- **EXCERPTED PASSAGE**
In order to further explore the infiltration of immune cells in heart failure tissues and the role of these four genes in the pathogenesis of heart failure. Using CIBERSORT, we observed that M1 macrophages and activated mast cells infiltrated differently in heart failure tissues and normal tissues. In addition, NPPB and PHLDA1 showed positive relation to T follicular helper cells. SERPINE2 was positively associated with plasma cells.
As far as we know, mast cells are one of the resident cell groups in heart tissue, which may play an important role in the progression of myocardial infarction. Stimulated by a series of inflammatory factors, mast cells release TNF and histamine, triggering a series of inflammatory reactions after myocardial infarction [38].
Macrophage population is also one of the resident cell groups in myocardial tissue [39]. Heart failure is generally accompanied by cardiac inflammation and subsequent tissue damage. Macrophages are activated and infiltrated into the myocardium, coordinate with other immune cells, and become a key regulator of tissue repair or regeneration [40]. However, when infiltrating macrophages are over stimulated by inflammatory cytokines, the macrophages will have functional disorder, which can then lead to abnormal repair and sustained injury of cardiomyocytes, and finally progress to heart failure [40].

- **WORK TASK**
Edit the passage on immune cell infiltration in heart failure, starting with "In order to" and going on through "with plasma cells.", so that "failing heart tissues" takes the place of "heart failure tissues".

- **DATA SECTION**
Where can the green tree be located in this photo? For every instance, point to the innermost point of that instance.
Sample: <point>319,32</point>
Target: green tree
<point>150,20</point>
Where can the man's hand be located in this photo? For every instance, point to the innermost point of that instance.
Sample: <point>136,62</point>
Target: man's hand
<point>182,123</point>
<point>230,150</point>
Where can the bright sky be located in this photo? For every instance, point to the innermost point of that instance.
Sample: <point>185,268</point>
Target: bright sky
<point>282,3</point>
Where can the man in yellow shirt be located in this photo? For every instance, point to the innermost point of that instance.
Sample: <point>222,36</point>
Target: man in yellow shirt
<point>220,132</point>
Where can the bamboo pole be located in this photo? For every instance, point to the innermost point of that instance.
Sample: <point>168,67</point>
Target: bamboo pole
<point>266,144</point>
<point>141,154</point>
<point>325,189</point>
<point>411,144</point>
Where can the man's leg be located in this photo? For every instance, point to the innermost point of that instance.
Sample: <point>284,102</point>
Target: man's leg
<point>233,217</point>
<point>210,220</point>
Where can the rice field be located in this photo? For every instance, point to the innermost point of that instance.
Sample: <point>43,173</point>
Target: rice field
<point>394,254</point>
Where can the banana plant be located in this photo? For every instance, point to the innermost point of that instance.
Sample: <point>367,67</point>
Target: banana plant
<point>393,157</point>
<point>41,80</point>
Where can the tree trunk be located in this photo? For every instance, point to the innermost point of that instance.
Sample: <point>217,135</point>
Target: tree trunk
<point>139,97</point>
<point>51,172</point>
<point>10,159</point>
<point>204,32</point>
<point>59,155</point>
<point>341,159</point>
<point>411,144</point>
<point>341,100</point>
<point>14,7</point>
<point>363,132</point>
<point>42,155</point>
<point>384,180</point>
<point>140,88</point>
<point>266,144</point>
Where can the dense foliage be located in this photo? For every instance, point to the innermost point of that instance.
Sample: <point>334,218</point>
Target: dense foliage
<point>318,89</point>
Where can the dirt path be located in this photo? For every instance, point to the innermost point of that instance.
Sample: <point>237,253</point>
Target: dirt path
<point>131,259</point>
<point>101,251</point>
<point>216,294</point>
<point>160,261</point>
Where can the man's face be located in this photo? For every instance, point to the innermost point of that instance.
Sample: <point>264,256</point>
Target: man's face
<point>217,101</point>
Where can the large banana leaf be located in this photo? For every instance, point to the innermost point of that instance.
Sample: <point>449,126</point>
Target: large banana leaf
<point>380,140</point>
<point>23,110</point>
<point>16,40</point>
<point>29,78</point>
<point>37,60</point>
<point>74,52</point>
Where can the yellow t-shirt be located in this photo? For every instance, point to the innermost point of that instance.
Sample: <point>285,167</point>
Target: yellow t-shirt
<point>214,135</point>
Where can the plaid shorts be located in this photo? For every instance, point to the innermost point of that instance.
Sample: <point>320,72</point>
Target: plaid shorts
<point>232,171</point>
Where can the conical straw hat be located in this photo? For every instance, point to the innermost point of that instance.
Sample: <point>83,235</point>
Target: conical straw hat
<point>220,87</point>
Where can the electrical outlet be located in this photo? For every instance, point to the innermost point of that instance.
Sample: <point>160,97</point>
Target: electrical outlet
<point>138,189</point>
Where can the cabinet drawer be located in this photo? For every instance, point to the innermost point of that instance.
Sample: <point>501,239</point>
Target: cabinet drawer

- **TASK ANSWER**
In order to further explore the infiltration of immune cells in failing heart tissues and the role of these four genes in the pathogenesis of heart failure. Using CIBERSORT, we observed that M1 macrophages and activated mast cells infiltrated differently in failing heart tissues and normal tissues. In addition, NPPB and PHLDA1 showed positive relation to T follicular helper cells. SERPINE2 was positively associated with plasma cells.